- What you will do -
**1)** In the answer on Tarjan's algorithm, in which revision was the call to strongConnect() for already visited nodes fixed?
**2)** Rewrite the stretch of the answer on Tarjan's algorithm from "(And possibly naming" through "in revison 7.", replacing "graph" with "network".

- Text block -
........

From the first revision of the code presented in the question, the problems boil down to nearly not quite being near enough: I've followed the wikipedia article on [Tarjan's Strongly Connected Components] algorithm nearly 1:1 and the pseudocode.
(And possibly naming (variables to hold) strongly connected component cycle: if edges (a, b), (a, c), (b, a), (b, c) and (c, a) belong to one graph, vertices/nodes a, b, and c are in one strongly connected component which is neither a cycle nor cycles that happen to (pairwise) share vertices.)

There has been calling strongConnect() for nodes already visited - fixed in revison 7.
As of revison 7, there still is not checking a node for qualifying as a strongly connected component whenever it has no neighbours/successors.
Handling a strongly connected component once found is not as easy as it could be: have a Set<Set<Node>> as a data member "of the algorithm(instance)" to just add it to.

Once you got your implementation working and the code cleaned up and commented, I suggest presenting it at CODE REVIEW: there are lots of opportunities to make everyone's life (as a (Java) coder) easier, starting with yours.

........

Part of a data file
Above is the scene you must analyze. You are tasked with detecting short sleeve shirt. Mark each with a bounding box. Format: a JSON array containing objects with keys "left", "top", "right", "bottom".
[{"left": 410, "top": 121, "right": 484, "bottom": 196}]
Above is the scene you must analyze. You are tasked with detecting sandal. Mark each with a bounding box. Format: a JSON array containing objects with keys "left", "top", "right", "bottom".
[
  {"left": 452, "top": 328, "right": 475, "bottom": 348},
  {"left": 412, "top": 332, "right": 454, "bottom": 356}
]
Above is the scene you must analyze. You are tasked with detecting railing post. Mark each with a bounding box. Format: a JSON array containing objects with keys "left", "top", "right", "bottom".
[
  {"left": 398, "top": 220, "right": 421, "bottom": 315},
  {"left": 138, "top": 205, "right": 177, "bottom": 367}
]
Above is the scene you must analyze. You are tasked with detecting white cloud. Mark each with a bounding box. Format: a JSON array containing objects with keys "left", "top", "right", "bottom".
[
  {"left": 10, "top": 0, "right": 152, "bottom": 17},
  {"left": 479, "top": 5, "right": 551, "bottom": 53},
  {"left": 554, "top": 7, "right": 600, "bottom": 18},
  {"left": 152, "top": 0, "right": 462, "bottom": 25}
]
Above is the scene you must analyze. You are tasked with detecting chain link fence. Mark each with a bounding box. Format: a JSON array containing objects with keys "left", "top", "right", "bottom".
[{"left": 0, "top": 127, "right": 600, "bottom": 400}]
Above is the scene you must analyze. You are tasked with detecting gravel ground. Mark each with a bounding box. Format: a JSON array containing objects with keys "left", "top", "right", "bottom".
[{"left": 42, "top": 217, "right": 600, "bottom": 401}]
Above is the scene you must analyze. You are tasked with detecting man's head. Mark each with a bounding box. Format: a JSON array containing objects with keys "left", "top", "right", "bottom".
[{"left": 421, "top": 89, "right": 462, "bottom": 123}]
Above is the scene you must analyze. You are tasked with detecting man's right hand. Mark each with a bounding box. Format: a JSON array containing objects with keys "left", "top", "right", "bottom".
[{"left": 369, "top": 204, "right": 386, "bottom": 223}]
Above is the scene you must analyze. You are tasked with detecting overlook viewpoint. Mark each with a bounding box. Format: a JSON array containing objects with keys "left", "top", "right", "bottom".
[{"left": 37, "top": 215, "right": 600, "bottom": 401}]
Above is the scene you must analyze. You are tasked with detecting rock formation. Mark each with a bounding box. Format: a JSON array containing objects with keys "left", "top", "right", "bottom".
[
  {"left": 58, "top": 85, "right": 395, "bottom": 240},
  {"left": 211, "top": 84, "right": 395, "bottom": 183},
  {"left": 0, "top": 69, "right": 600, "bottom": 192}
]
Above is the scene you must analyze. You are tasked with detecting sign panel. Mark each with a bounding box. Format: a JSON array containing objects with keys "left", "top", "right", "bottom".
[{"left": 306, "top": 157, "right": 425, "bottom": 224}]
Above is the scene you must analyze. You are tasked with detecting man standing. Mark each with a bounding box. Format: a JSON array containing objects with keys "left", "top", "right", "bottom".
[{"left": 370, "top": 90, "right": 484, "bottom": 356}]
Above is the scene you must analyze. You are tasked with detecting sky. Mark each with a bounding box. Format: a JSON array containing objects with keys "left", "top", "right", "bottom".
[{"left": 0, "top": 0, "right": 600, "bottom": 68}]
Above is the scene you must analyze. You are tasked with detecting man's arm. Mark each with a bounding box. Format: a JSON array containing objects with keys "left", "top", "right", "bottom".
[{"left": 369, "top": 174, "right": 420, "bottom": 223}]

........

- Solutions for each task -
**1)** Revision 7.

**2)**
(And possibly naming (variables to hold) strongly connected component cycle: if edges (a, b), (a, c), (b, a), (b, c) and (c, a) belong to one network, vertices/nodes a, b, and c are in one strongly connected component which is neither a cycle nor cycles that happen to (pairwise) share vertices.)

There has been calling strongConnect() for nodes already visited - fixed in revison 7.